----- Source data

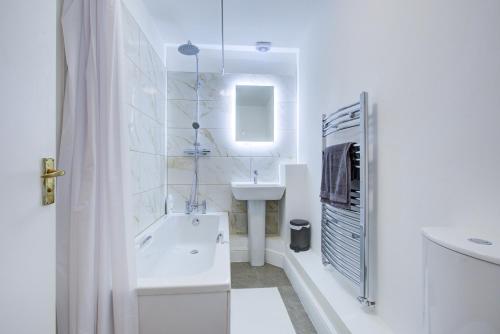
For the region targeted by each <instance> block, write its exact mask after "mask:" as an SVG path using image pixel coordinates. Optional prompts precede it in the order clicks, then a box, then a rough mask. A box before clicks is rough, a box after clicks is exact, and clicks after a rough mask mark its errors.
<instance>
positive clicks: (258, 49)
mask: <svg viewBox="0 0 500 334" xmlns="http://www.w3.org/2000/svg"><path fill="white" fill-rule="evenodd" d="M255 48H256V49H257V51H259V52H267V51H269V50H271V42H263V41H260V42H257V43H255Z"/></svg>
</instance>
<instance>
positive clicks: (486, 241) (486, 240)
mask: <svg viewBox="0 0 500 334" xmlns="http://www.w3.org/2000/svg"><path fill="white" fill-rule="evenodd" d="M467 240H469V241H470V242H473V243H475V244H478V245H485V246H491V245H493V243H492V242H491V241H488V240H484V239H479V238H469V239H467Z"/></svg>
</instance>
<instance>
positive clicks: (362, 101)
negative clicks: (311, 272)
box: [321, 92, 375, 307]
mask: <svg viewBox="0 0 500 334" xmlns="http://www.w3.org/2000/svg"><path fill="white" fill-rule="evenodd" d="M348 129H352V130H351V131H349V130H348ZM348 132H351V133H350V134H349V133H348ZM322 135H323V150H324V149H325V148H326V145H327V139H328V138H330V137H329V136H333V137H336V136H338V138H336V139H337V142H338V141H339V139H341V138H344V139H345V138H351V137H353V136H355V138H356V140H352V141H353V142H355V144H354V145H353V147H352V151H351V155H353V156H354V159H353V160H354V164H353V165H352V167H353V168H355V169H356V170H354V171H353V173H352V174H353V175H355V176H356V179H355V180H353V182H352V189H351V207H350V209H347V210H346V209H339V208H336V207H333V206H331V205H328V204H322V209H321V211H322V212H321V254H322V260H323V264H324V265H325V266H327V265H331V266H332V267H334V268H335V269H336V270H337V271H338V272H339V273H340V274H342V275H343V276H345V277H346V278H347V279H348V280H349V281H351V282H352V284H353V285H354V286H355V287H356V288H358V289H359V296H358V300H359V301H360V303H362V304H363V305H365V306H369V307H373V306H374V305H375V300H374V289H373V285H374V284H373V279H374V278H373V276H374V275H373V252H372V251H371V247H372V242H371V239H372V238H373V231H374V228H373V226H372V223H371V222H370V220H369V216H370V215H369V212H370V207H371V205H370V196H369V187H368V186H369V179H368V178H369V170H368V167H369V165H368V94H367V93H366V92H363V93H361V96H360V100H359V101H358V102H356V103H354V104H351V105H349V106H346V107H343V108H341V109H339V110H337V111H335V112H333V113H331V114H328V115H327V114H324V115H323V126H322ZM332 139H333V138H332ZM345 141H346V140H344V142H345ZM349 141H351V140H349Z"/></svg>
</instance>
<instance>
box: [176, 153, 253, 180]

----------

Instructions for the task >>
Reproduce the records above exactly, starting with the line that contains "positive clicks: (258, 49)" and ending with the last line.

Solution to the exercise >>
positive clicks: (258, 49)
mask: <svg viewBox="0 0 500 334" xmlns="http://www.w3.org/2000/svg"><path fill="white" fill-rule="evenodd" d="M255 48H256V49H257V51H259V52H267V51H269V50H271V42H263V41H260V42H257V43H255Z"/></svg>
</instance>
<instance>
positive clicks: (486, 241) (486, 240)
mask: <svg viewBox="0 0 500 334" xmlns="http://www.w3.org/2000/svg"><path fill="white" fill-rule="evenodd" d="M467 240H469V241H470V242H473V243H475V244H478V245H485V246H491V245H493V243H492V242H491V241H488V240H484V239H479V238H469V239H467Z"/></svg>
</instance>
<instance>
positive clicks: (362, 101)
negative clicks: (311, 272)
box: [321, 92, 375, 307]
mask: <svg viewBox="0 0 500 334" xmlns="http://www.w3.org/2000/svg"><path fill="white" fill-rule="evenodd" d="M348 129H352V130H351V131H349V130H348ZM348 132H351V133H350V134H349V133H348ZM322 135H323V150H324V149H325V148H326V145H327V139H328V138H330V137H329V136H333V137H336V136H338V138H336V139H337V142H338V141H339V139H341V138H344V139H345V138H351V137H353V136H355V138H356V140H352V141H353V142H355V144H354V145H353V147H352V151H351V155H353V156H354V159H353V160H354V164H353V165H352V167H353V168H355V169H356V170H354V171H353V173H352V174H353V175H355V176H356V179H355V180H353V182H352V189H351V207H350V209H347V210H346V209H339V208H336V207H333V206H331V205H328V204H322V209H321V211H322V212H321V254H322V260H323V264H324V265H325V266H327V265H331V266H332V267H334V268H335V269H336V270H337V271H338V272H339V273H340V274H342V275H343V276H345V277H346V278H347V279H348V280H349V281H351V282H352V284H353V285H354V286H355V287H356V288H358V289H359V296H358V300H359V301H360V303H362V304H363V305H365V306H369V307H373V306H374V305H375V300H374V289H373V285H374V284H373V279H374V278H373V276H374V275H373V252H372V251H371V247H372V242H371V239H372V238H373V231H374V228H373V226H372V223H371V222H370V220H369V216H370V215H369V212H370V207H371V205H370V196H369V187H368V186H369V179H368V178H369V170H368V167H369V165H368V94H367V93H366V92H363V93H361V96H360V100H359V101H358V102H356V103H354V104H351V105H349V106H346V107H343V108H341V109H339V110H337V111H335V112H333V113H331V114H328V115H327V114H324V115H323V126H322ZM332 139H333V138H332ZM345 141H346V140H344V142H345ZM349 141H351V140H349Z"/></svg>
</instance>
<instance>
box: [176, 153, 253, 180]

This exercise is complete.